> [Exercise instructions] Extract each line of the items below that contains the string "Query".

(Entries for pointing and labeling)

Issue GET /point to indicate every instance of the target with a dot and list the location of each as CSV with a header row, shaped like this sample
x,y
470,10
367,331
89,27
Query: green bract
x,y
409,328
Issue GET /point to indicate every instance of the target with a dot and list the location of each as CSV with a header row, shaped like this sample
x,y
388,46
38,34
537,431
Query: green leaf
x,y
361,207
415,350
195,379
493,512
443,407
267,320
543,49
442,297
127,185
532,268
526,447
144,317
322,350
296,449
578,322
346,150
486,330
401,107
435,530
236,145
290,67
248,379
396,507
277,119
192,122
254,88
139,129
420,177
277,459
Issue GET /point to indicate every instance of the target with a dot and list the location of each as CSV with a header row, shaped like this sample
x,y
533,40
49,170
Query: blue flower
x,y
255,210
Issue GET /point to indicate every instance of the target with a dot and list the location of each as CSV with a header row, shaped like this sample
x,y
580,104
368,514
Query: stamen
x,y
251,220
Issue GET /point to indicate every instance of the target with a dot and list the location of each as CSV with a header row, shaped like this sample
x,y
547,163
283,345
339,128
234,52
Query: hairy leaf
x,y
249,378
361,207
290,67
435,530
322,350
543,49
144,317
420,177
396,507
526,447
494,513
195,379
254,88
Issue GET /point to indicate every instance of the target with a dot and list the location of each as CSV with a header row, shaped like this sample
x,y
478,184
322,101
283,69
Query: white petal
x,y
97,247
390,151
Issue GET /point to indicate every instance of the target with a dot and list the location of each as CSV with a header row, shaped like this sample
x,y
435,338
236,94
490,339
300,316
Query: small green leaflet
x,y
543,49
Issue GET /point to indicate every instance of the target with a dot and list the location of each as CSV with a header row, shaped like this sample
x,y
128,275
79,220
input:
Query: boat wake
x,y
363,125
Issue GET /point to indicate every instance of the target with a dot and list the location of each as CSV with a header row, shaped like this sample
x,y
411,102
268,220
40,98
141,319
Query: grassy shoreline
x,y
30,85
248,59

> [Finished task]
Query: green bract
Query: green leaf
Query: blue flower
Query: stamen
Query: hairy leaf
Query: white petal
Query: small green leaflet
Query: boat wake
Query: grassy shoreline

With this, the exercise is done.